Records for the task:
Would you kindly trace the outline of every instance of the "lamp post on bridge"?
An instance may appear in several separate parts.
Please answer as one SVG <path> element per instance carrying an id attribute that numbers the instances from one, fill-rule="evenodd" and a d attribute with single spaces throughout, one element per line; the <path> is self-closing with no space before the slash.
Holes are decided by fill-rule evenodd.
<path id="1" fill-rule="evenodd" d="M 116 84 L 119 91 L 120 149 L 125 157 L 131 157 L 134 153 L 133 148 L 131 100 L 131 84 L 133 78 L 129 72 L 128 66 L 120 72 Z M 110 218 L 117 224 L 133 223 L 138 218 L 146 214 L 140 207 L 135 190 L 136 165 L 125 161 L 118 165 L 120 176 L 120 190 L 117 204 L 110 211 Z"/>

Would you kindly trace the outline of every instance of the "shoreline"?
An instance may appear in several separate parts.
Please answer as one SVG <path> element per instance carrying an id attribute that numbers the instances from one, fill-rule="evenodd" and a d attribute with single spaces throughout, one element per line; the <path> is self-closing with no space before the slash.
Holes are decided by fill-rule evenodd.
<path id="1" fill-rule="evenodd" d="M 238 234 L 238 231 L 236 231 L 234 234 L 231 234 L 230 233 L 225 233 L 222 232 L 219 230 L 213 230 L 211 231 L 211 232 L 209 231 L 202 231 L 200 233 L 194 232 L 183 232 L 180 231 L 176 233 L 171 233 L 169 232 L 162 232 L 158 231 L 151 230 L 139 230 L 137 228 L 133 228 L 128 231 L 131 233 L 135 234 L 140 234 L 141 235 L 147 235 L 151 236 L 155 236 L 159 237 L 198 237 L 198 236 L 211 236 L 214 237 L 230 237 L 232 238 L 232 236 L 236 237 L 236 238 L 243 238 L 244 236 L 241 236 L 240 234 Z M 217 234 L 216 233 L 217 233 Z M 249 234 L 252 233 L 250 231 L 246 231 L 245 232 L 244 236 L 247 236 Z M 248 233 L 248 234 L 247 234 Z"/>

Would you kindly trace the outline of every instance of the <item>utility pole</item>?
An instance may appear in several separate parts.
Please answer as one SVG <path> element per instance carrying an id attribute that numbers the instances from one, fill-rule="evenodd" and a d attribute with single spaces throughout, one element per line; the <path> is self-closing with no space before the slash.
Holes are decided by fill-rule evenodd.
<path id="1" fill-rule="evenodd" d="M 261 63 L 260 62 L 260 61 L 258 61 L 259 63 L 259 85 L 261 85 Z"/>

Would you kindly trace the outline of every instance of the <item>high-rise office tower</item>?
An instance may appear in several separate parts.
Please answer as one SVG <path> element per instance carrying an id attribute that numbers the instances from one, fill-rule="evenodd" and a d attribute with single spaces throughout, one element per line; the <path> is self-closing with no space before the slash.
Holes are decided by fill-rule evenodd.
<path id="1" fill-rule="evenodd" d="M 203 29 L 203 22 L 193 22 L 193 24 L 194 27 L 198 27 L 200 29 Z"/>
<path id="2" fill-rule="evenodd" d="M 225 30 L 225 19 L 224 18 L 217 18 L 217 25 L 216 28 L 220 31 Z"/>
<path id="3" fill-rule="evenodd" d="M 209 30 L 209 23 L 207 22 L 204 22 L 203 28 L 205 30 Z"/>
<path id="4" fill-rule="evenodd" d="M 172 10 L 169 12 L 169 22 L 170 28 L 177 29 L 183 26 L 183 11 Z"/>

Problem details: Print all of the material above again, reproducing every line word for word and in the same order, without any alteration.

The completed task:
Would you kindly trace the outline of every instance of the "lamp post on bridge"?
An instance may appear in several separate parts.
Please answer as one SVG <path> element per instance carrying an id attribute that numbers the instances from one, fill-rule="evenodd" and a d attribute with single spaces throughout, one element per line; the <path> is self-closing with no space before the slash.
Holes are decided by fill-rule evenodd.
<path id="1" fill-rule="evenodd" d="M 116 84 L 119 91 L 120 149 L 125 157 L 131 157 L 134 153 L 133 148 L 131 100 L 131 84 L 133 78 L 129 72 L 128 66 L 120 72 Z M 110 218 L 117 224 L 133 223 L 138 218 L 146 214 L 140 207 L 135 190 L 136 165 L 125 161 L 118 165 L 120 176 L 120 190 L 117 204 L 110 211 Z"/>

Would you kindly trace the outline of every instance of the "shoreline"?
An instance may appear in several separate parts.
Please answer as one SVG <path> element per instance carrying an id attribute that numbers the instances from one, fill-rule="evenodd" and a d attribute with single spaces throughout, one element per line; the <path> is self-closing with no space before the slash.
Holes are decided by fill-rule evenodd.
<path id="1" fill-rule="evenodd" d="M 238 234 L 238 231 L 236 231 L 234 234 L 231 234 L 230 233 L 225 233 L 222 232 L 219 230 L 213 230 L 211 231 L 211 232 L 209 231 L 202 231 L 200 233 L 194 232 L 183 232 L 180 231 L 176 233 L 171 233 L 169 232 L 162 232 L 158 231 L 151 230 L 139 230 L 137 228 L 133 228 L 128 231 L 131 233 L 135 234 L 140 234 L 141 235 L 147 235 L 151 236 L 155 236 L 159 237 L 198 237 L 198 236 L 211 236 L 214 237 L 230 237 L 232 238 L 232 236 L 236 237 L 236 238 L 243 238 L 244 236 L 241 236 L 240 234 Z M 217 234 L 216 233 L 217 233 Z M 249 234 L 252 233 L 250 231 L 246 231 L 245 232 L 244 236 L 247 236 Z M 248 233 L 248 234 L 247 234 Z"/>

Would you kindly trace the outline of every instance of the <item>utility pole</item>?
An instance may appear in several separate parts.
Please answer as one SVG <path> element per instance carrying an id attribute that numbers the instances from one, fill-rule="evenodd" and a d attribute with single spaces throughout, one element per line; the <path> is self-closing with no space before the slash.
Holes are decided by fill-rule evenodd.
<path id="1" fill-rule="evenodd" d="M 261 63 L 260 62 L 260 61 L 258 61 L 259 63 L 259 85 L 261 85 Z"/>

Would you kindly trace the outline of every instance of the <item>high-rise office tower</item>?
An instance may appear in several separate parts.
Please answer as one SVG <path> element per instance carrying an id attribute that numbers the instances from one, fill-rule="evenodd" and a d attribute with single spaces throughout, one element per line; the <path> is self-closing with no space before the slash.
Holes are decided by fill-rule evenodd.
<path id="1" fill-rule="evenodd" d="M 203 29 L 203 22 L 193 22 L 193 24 L 194 27 L 198 27 L 200 29 Z"/>
<path id="2" fill-rule="evenodd" d="M 225 30 L 225 19 L 224 18 L 217 18 L 217 25 L 216 28 L 220 31 Z"/>
<path id="3" fill-rule="evenodd" d="M 209 30 L 209 23 L 207 22 L 204 22 L 203 28 L 205 30 Z"/>
<path id="4" fill-rule="evenodd" d="M 172 10 L 169 12 L 169 22 L 170 28 L 177 29 L 183 26 L 183 11 Z"/>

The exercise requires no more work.